WHAT THE EXERCISE ASKS - Down to the last word, output the records below, skipping any images.

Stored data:
==============================
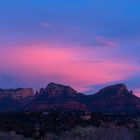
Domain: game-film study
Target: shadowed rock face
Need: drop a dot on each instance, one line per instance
(57, 90)
(13, 99)
(116, 98)
(16, 94)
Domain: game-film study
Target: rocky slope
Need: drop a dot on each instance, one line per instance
(116, 98)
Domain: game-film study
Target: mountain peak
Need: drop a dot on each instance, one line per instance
(54, 89)
(117, 89)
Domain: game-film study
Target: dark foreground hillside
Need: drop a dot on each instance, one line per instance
(69, 126)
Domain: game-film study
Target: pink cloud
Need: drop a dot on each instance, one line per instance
(107, 42)
(75, 66)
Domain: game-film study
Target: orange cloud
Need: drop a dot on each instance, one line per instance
(75, 66)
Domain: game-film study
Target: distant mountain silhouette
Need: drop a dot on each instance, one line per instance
(116, 98)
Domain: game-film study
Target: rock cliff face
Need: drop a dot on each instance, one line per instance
(116, 98)
(57, 97)
(16, 94)
(13, 99)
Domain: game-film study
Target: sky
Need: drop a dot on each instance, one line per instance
(87, 44)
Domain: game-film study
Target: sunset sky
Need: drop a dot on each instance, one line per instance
(87, 44)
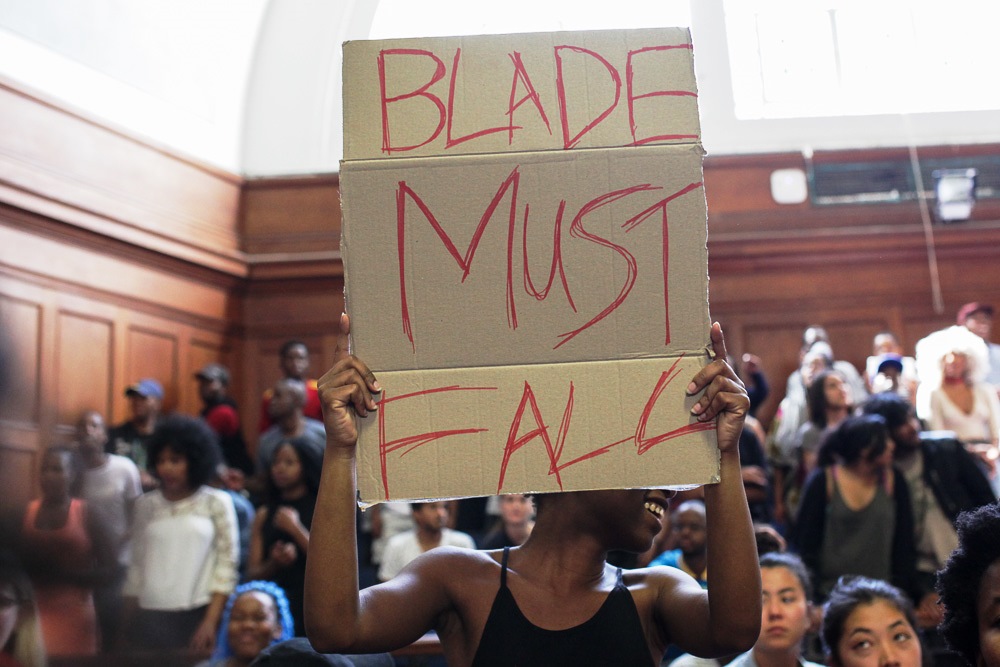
==============================
COMPLETED EXERCISE -
Domain: game-film study
Target: shadowed rock face
Need: drop a dot on each instance, one line per instance
(57, 90)
(13, 99)
(116, 98)
(16, 94)
Domain: game-film study
Target: rocky slope
Need: drop a dot on each instance, one line per instance
(116, 98)
Domain: game-film study
Target: mountain peak
Need: drop a dot on each instance, one line per instance
(54, 89)
(117, 89)
Domain: game-film study
Target: dark foreground hillside
Need: drop a dot on each instance, one line per instance
(69, 126)
Domain: game-film study
Target: pink cloud
Need: drop a dot on each instance, one line per instance
(107, 42)
(75, 66)
Domain: game-film study
Target: orange cloud
Need: drop a dot on each instance, one line per instance
(75, 66)
Domain: game-film study
Target: distant mountain silhouette
Need: drop a dot on each instance, one line per instance
(116, 98)
Domain: game-film study
Target: rock cliff face
Need: drop a dot on each instance, one line per instance
(116, 98)
(57, 97)
(16, 94)
(13, 99)
Domain: game-film study
Target: sky
Need: drop a dot on each instance, one line per instance
(87, 44)
Domain: game-film study
Target: sunset sky
Need: drop a dot on each instance, one line per instance
(87, 44)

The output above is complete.